◆ **PAGE EXTRACT**
When I saw my first wild badger without car headlights, I was stunned by its exoticism. The beast snuffling around its sett in a scrubby patch of Wolverhamp­ton canalside was as charismati­c and vivid as a zebra. We see plenty of badger corpses on busy verges but the live animal is crepuscula­r and elusive. It has to be to stay alive. Its mystery may be why our sense of it swings so wildly from love to loathing.

We have driven more formidable beasts to extinction in Britain – bear, wolf, lynx – but the badger endures, despite being treated appallingl­y for a millennium. The verb ‘to badger’ comes from our relentless hounding of this animal. An Anglo-Saxon poem describes a badger being hunted by a dog. The 19th century poet John Clare wrote of an entire village conspiring to torture a badger. Baiting continues as a bizarre, illegal subculture to this day.

Our relations with the badger were transforme­d in 1908, when the secretary of the Bank of England quit his job to devote his life to writing: Kenneth Grahame published

The Wind in the Willows. His classic tale contains British culture’s first unequivoca­lly positive portrayal of a badger. Mr Badger is the moral core of the story – noble, righteous, a leader of the animals, and his sett is a homely sanctuary.

Now we’re indoctrina­ted in childhood to love badgers. The badger’s face is a design icon, the symbol for everything from nature reserves to real ales. And in 1973 it became the first British land mammal to gain specific legal protection. Today, the badger and its setts are still protected in law, although its population has doubled in 20 years.

◆ **PROVIDED RECORDS**
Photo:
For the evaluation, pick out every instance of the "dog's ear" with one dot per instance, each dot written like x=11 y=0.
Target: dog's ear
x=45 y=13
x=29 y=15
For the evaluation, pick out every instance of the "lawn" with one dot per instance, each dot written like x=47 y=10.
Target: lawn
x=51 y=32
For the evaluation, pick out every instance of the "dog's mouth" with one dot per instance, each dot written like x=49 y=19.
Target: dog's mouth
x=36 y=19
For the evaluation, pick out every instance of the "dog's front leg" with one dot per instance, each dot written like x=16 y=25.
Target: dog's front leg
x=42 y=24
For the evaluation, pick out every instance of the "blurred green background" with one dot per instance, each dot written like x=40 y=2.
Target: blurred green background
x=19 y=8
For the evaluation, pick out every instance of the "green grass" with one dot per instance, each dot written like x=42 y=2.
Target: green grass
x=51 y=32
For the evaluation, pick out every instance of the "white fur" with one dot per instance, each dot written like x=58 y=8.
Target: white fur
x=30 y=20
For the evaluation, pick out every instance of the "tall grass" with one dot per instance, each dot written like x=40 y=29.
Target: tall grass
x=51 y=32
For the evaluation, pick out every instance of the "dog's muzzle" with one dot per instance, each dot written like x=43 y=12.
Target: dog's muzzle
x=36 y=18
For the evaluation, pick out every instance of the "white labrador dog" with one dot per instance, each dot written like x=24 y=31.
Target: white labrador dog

◆ **WHAT IS BEING ASKED**
Write a continuation of the badger article at the top of the page, starting after its last sentence.

◆ **REPLY TO THE EXERCISE**
Like us, they are an adaptable, increasing­ly suburban, omnivorous mammal. But some carry bovine TB and are blamed for infecting cows, triggering a cull that has killed more than 35,000 English badgers over five years. This cull is rich in bitter ironies. The main source of cattle TB is other cows. And we are, in effect, farming badgers – growing more maize, on which they fatten up for winter; and providing cattle pastures rich in earthworms ( badgers can devour hundreds a night, sucking them up like spaghetti).

The badger is neither hero nor villain, but simply a success story, and a tribute to its tenacity. And I’m thankful for one of the most exhilarati­ng pieces of nature theatre: sitting in a woodland at dusk, waiting for a badger to reveal a glimpse of its sniffing, trotting, gambolling secret life.